• EXERCISE REQUIREMENTS: Extend the passage below on royal education and the commercial world, picking up right after its final sentence.

• SELECTED EXCERPT:
══════════════════════════════

This is part and parcel of the modern commercial world, one build over the last century and one in which investment banks increasingly took charge of the commercial reigns from those royal and aristocratic families who historically had reigned the local and international econonomies.

However, relative to the modern-day royal remit, the significance of a willful yet fair character is still key - this assisted by formal military training via Sandhurst or elsewhere – and so must not be relegated or dismissed. Such character-forming generating in the past an ability to obtain land, build empire and rule over it. Yet it and more is still core today; a timeless capability stemming from a convergence of both self-discipline and ambitious attitude. Character formation, and in particular the slant of educational learning in an ever expanding and complex world, remains key.

And it is here, regards the traditional nature of royal education, that an argument could be set forward that purports greater acclimatisation - indeed submersion - within the commercial arenas by which a country and the world turns.

Short active military careers followed by symbolic leadership obviously remain necessary, as does the need to cultivate a sensibility to the arts/humanities, yet more important that ever is the need to nurture an understanding of the commercial world that lies between these 2 realms, a world in which competition and creativity are central tenants to national (and sovereign) success.

══════════════════════════════

• DATA PROVIDED:

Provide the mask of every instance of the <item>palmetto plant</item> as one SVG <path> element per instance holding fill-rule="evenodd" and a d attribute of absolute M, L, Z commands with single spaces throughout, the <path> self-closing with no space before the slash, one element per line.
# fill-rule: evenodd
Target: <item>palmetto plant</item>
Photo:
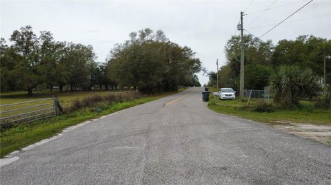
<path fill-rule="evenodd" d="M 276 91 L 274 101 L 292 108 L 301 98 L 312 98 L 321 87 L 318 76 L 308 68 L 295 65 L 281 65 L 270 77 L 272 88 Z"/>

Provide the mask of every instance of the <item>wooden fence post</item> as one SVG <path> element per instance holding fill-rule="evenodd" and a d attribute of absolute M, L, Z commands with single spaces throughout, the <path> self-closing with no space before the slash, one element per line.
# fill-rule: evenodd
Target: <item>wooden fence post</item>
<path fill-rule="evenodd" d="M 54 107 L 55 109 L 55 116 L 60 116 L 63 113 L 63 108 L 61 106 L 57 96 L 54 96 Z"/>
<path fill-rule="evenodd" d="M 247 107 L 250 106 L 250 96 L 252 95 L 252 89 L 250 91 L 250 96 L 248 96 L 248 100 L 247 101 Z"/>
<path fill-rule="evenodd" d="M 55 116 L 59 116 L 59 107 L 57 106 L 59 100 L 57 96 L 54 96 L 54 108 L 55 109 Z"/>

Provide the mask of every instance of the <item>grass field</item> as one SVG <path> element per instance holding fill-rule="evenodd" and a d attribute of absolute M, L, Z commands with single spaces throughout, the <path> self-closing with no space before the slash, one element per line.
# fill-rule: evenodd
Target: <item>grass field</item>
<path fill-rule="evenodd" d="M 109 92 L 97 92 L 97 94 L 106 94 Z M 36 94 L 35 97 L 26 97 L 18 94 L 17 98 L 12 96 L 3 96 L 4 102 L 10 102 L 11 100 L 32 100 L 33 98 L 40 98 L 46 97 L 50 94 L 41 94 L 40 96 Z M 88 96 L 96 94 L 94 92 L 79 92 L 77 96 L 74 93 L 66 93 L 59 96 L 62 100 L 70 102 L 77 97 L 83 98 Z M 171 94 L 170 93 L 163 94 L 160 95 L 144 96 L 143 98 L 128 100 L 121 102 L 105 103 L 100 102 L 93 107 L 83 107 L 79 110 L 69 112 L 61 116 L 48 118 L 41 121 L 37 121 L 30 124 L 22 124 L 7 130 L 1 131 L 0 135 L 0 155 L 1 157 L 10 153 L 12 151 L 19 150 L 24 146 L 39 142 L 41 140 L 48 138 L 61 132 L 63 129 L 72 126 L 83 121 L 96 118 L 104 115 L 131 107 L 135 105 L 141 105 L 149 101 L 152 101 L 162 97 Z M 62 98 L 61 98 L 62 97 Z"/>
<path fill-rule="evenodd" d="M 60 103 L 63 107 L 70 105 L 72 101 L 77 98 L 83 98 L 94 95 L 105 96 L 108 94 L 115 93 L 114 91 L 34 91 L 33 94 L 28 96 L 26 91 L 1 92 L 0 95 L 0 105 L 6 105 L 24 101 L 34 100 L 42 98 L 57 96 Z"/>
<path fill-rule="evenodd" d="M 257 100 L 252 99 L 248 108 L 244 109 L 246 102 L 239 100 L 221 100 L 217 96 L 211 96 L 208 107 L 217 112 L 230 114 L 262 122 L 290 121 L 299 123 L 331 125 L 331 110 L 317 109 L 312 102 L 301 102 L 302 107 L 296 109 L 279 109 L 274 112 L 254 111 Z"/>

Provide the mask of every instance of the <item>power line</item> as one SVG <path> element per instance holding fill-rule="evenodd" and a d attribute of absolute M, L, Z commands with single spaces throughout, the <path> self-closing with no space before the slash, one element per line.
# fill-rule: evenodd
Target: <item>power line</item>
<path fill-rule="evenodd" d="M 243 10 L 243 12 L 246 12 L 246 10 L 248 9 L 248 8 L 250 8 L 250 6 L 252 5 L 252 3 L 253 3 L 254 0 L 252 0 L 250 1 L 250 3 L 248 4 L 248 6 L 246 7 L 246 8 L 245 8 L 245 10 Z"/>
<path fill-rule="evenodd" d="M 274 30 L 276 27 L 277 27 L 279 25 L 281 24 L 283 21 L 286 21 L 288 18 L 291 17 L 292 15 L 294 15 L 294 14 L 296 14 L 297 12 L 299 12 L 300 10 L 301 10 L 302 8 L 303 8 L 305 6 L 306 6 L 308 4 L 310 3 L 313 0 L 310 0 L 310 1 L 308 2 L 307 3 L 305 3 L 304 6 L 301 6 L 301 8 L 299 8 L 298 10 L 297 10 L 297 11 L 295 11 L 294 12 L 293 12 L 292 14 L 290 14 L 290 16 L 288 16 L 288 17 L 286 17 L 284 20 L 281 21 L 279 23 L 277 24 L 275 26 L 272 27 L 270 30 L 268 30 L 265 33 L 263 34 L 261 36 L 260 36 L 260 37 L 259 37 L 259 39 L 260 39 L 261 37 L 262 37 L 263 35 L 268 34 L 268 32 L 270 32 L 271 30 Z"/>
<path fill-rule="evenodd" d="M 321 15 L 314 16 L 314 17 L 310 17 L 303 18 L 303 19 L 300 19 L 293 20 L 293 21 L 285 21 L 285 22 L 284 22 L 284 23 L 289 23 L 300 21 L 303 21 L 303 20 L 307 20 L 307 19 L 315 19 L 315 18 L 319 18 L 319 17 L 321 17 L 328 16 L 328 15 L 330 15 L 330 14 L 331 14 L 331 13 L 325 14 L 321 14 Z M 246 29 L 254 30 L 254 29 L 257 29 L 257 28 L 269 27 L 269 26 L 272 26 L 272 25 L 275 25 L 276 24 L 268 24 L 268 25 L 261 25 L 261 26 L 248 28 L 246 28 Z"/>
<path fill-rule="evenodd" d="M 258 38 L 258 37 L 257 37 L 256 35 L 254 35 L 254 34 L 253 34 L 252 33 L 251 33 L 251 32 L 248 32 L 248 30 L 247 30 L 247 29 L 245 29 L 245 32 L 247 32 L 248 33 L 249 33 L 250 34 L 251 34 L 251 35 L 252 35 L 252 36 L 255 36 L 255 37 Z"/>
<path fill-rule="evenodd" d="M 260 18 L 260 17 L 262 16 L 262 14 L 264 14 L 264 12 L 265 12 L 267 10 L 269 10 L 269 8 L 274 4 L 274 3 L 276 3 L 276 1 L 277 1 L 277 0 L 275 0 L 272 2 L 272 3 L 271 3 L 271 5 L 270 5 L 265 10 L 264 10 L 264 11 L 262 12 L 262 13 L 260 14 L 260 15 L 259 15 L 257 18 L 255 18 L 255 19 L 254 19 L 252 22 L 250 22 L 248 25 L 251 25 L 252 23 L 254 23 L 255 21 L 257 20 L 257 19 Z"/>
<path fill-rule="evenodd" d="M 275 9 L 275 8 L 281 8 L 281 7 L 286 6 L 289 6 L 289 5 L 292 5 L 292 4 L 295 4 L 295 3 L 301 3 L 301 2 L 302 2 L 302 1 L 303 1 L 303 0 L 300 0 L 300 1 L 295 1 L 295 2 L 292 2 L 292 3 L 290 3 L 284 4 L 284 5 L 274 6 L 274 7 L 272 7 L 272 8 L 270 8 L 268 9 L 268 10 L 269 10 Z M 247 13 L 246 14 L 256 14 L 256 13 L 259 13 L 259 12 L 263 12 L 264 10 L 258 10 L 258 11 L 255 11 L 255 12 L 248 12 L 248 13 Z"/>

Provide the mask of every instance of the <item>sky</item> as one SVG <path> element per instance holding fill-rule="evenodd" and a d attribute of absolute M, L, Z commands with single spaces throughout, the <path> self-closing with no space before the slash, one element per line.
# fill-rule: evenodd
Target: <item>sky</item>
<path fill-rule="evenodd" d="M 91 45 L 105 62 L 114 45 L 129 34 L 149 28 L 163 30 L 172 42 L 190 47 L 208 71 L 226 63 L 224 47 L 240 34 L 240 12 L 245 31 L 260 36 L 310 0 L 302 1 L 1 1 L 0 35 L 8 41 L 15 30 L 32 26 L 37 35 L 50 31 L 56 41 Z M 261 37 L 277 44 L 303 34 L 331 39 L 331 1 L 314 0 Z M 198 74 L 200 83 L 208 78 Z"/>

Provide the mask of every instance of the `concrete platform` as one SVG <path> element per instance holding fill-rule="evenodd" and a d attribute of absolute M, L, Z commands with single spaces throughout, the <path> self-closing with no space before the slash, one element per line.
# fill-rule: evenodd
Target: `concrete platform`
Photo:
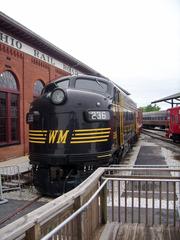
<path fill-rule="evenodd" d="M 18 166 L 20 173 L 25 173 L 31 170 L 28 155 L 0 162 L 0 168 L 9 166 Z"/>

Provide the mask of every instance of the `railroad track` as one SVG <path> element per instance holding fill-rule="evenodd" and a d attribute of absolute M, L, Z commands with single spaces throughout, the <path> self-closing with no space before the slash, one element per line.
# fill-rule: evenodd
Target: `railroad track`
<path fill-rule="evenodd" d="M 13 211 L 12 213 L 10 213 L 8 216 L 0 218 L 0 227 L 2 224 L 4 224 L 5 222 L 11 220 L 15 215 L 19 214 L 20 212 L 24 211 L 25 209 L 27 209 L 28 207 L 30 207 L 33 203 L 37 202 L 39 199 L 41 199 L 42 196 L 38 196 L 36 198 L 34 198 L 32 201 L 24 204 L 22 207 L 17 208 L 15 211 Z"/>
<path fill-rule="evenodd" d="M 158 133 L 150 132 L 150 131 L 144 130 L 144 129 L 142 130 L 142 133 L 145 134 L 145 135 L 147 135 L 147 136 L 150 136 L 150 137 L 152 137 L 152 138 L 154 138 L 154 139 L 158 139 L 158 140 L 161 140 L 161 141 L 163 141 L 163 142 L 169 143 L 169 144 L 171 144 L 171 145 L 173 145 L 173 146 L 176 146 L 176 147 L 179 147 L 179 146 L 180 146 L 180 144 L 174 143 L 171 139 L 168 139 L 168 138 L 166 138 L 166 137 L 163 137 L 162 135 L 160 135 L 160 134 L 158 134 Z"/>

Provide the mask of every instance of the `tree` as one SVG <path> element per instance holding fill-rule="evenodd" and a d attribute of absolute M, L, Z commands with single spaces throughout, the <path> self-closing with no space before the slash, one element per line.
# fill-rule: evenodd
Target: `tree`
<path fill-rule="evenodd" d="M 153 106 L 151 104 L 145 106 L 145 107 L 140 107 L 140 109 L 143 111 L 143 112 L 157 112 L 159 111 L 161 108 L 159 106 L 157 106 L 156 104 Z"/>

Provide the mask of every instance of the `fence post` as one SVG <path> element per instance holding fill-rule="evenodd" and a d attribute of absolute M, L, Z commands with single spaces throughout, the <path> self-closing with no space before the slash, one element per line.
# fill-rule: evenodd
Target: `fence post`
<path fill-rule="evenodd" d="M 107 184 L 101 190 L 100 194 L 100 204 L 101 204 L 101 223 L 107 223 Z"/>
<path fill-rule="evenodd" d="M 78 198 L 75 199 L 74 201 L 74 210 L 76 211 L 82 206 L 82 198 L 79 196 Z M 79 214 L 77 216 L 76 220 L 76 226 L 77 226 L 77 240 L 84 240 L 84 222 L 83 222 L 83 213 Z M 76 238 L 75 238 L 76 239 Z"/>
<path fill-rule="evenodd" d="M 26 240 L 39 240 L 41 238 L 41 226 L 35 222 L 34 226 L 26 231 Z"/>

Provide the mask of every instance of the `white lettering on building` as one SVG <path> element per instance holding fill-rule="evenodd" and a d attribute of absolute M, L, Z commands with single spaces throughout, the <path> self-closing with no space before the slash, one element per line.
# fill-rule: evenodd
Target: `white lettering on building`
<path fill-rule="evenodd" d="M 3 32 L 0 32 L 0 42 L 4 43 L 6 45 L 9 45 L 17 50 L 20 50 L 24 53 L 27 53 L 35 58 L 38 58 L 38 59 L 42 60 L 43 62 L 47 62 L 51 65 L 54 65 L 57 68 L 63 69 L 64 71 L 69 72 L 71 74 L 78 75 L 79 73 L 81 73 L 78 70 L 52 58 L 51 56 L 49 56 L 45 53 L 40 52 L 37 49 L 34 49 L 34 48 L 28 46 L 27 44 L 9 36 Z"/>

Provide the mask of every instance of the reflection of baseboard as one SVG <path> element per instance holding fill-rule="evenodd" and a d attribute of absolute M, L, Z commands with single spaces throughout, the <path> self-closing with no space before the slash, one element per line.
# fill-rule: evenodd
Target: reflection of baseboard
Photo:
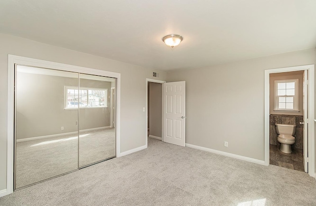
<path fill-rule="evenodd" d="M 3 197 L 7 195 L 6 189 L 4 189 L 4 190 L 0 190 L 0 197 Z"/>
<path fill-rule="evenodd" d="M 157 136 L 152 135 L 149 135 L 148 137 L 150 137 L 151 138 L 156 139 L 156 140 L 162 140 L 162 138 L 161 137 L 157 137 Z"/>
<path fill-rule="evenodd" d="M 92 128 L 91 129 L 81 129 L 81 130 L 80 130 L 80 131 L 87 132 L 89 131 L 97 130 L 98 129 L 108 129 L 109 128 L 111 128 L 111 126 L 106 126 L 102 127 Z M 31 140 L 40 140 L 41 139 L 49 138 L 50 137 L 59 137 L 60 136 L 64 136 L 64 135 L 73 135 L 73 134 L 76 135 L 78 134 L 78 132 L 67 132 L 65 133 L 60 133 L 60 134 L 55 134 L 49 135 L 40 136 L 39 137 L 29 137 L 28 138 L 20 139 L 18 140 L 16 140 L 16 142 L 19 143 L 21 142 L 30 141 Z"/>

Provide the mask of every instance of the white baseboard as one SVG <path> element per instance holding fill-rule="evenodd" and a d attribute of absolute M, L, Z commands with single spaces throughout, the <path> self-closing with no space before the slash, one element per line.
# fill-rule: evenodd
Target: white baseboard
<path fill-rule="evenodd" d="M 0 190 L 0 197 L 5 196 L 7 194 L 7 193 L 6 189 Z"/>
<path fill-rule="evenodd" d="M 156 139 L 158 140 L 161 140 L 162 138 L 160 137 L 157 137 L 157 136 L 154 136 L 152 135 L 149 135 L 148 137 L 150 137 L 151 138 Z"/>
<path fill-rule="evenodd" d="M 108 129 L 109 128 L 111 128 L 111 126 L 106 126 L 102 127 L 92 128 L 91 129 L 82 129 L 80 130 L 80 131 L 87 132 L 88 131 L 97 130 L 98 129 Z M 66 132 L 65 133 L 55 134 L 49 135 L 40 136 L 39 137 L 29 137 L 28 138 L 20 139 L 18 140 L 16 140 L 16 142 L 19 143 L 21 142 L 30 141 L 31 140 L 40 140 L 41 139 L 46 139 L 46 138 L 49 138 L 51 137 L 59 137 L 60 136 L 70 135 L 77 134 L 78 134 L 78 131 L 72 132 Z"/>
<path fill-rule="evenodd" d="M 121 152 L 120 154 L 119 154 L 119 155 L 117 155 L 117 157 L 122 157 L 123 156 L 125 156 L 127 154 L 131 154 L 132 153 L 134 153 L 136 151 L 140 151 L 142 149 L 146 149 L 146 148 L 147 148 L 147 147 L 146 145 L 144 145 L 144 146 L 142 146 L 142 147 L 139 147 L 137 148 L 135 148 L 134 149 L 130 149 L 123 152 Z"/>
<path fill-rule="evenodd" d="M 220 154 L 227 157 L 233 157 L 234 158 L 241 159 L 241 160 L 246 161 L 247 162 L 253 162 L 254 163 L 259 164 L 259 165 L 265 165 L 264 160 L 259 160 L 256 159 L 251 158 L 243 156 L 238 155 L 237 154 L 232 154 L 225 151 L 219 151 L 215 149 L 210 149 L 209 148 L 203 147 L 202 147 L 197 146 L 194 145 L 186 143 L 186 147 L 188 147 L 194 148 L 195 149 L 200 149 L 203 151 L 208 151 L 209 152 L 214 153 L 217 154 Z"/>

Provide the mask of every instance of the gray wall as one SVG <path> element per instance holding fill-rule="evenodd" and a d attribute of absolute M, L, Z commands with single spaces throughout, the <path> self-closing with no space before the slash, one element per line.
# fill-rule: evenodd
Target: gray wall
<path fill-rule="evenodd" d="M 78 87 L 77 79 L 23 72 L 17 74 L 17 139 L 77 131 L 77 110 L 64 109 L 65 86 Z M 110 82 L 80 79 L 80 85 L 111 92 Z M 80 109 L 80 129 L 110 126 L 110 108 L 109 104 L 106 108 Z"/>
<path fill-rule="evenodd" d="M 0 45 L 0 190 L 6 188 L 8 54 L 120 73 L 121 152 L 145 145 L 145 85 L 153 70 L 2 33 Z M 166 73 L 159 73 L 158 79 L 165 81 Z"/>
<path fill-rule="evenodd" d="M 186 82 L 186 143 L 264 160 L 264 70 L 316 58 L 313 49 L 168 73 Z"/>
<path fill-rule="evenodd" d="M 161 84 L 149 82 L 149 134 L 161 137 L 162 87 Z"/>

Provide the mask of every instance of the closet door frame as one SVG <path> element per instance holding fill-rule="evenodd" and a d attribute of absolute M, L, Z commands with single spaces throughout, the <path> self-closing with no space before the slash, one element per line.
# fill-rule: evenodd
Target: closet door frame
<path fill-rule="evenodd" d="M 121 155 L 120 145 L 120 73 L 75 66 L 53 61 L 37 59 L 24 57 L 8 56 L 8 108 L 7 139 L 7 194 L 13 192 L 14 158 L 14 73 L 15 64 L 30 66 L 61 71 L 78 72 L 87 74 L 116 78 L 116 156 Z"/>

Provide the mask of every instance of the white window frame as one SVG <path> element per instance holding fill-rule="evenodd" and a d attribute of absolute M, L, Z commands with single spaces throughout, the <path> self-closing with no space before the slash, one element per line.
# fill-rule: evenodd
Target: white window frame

══════════════════════════════

• RESPONSE BELOW:
Industry, commerce and trade are typically built upon a merging of the sciences and arts, brought together by a plethora of strategic, operational and managerial methods.

Any aspirational prime minister or chancellor will have undoubtedly formally and/or informally studied PPE (Politics, Philosophy & Economics) yet whilst historically also the domain of a well-educated royal, the set learning path may be inadvertently restricted to 'the norm' of military and the arts, whilst giving less regard to the central elements of the modern industrial and commercial machine.

This may or may not be the case, but if so begs attention.

In a metaphorical sense, just as perhaps Prince Charles will know by heart the key historic schools/themes of architecture and their intrinsic elements & methods (most obviously Palladian) so the architecture of the industrial and service based commercial world – in both its vertical depth and horizontal stretch – should be an engrossing subject of study for all young royals; thus able to provide tangibility to the normal absorption of PPE.

This has been the case for the aristocracy who since the late Victorian age – and especially post WW1 – became greater participants in 'the City', mimicking the sons (and latterly daughters) of the American 'nouveau -riche' industrialists. The path into stock and bond brokerage and latterly all-important corporate financial analysis became a well trodden one for many, firstly in the 'new world' then in the 'old-world' and now amongst the increasingly powerful of the 'emergent-world'.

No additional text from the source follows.